EXTRACTED MATERIAL –
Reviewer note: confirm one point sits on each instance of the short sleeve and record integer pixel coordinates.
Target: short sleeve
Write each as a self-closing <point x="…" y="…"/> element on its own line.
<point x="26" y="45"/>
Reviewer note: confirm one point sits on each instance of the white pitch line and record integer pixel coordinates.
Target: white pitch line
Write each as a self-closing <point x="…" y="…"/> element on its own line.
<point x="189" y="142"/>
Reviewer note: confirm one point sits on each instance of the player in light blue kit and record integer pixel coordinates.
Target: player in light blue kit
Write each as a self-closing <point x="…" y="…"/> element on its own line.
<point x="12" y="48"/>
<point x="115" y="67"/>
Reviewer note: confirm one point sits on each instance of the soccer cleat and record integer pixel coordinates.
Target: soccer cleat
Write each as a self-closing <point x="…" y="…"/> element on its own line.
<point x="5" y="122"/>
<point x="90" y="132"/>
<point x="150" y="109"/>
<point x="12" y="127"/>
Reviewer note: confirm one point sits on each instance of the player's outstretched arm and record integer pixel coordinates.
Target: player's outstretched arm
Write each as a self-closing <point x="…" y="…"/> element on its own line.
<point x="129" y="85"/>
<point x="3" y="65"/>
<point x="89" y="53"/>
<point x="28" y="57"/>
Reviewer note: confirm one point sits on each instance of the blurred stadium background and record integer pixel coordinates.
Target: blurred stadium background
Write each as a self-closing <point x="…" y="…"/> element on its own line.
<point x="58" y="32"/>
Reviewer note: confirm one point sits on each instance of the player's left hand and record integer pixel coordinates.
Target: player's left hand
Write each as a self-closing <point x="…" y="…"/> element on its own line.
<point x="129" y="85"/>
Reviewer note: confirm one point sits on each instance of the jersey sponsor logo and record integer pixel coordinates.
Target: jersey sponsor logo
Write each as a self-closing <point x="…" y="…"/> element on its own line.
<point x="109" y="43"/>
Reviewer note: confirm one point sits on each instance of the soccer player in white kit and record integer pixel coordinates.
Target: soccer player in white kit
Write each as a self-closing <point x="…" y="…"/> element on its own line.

BRIEF –
Output only the lines from the one holding "arm and record integer pixel coordinates." through the last line above, exactly as they appear.

SOLUTION FOR THIS TASK –
Reviewer note: confirm one point sits on each instance of the player's outstretched arm and record integer pixel coordinates.
Target: player's outstretched arm
Write each as a self-closing <point x="…" y="…"/> element on its own line.
<point x="129" y="85"/>
<point x="3" y="65"/>
<point x="89" y="53"/>
<point x="28" y="57"/>
Reviewer note: confirm one point sits on each instance of the blurred stadium background and record integer pixel coordinates.
Target: blurred stadium background
Write each as a self-closing <point x="…" y="…"/> element on its own line.
<point x="58" y="32"/>
Reviewer note: confirm one point sits on each instance of the player's left hand and record integer pixel coordinates.
Target: player's left hand
Write each as a self-closing <point x="…" y="…"/> element on its own line.
<point x="129" y="85"/>
Reviewer note: confirm one point sits on each instance of the jersey sponsor logo and record integer pixel coordinates.
Target: jersey sponsor logo
Write each as a self-closing <point x="…" y="…"/> element on its own line.
<point x="109" y="43"/>
Reviewer note: confirm one point sits on each instance of the soccer player in white kit and record integer pixel coordinates.
Target: soccer player in white kit
Write each as a self-closing <point x="…" y="…"/> element on its own line.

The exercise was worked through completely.